- Requirements
How many of the rows below contain the string "line"? Reply with the number alone.
[BEGIN Data to process]
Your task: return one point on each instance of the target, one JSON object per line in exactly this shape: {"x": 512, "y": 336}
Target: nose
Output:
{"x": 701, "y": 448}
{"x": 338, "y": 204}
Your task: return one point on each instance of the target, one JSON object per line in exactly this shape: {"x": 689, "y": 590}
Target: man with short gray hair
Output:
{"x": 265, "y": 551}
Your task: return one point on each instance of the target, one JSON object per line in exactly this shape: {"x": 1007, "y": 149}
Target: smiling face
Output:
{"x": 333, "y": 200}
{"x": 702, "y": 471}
[END Data to process]
[BEGIN Data to process]
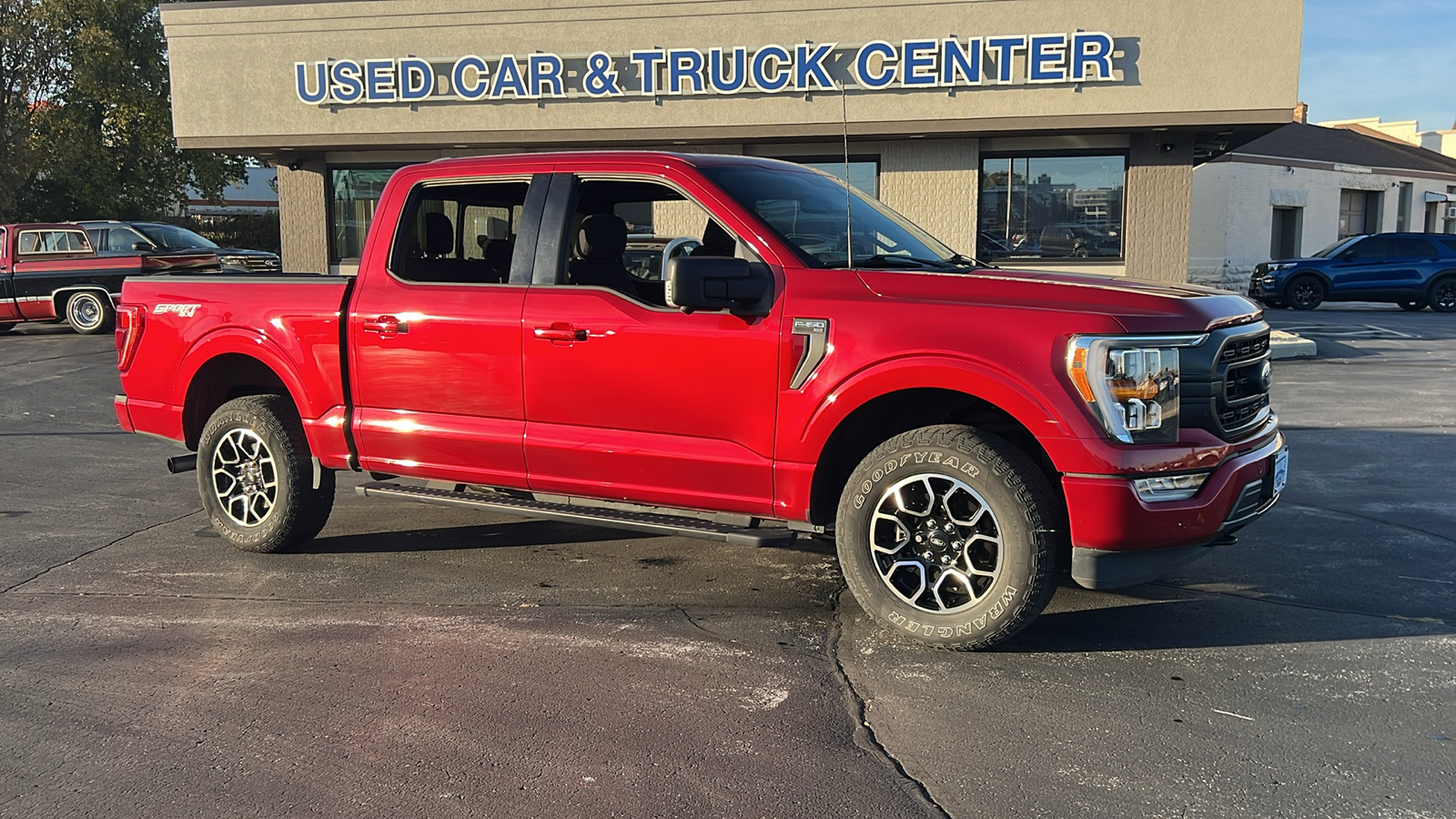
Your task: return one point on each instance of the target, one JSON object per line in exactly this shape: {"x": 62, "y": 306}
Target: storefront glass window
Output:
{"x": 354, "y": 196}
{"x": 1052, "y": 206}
[END Data to process]
- The reply
4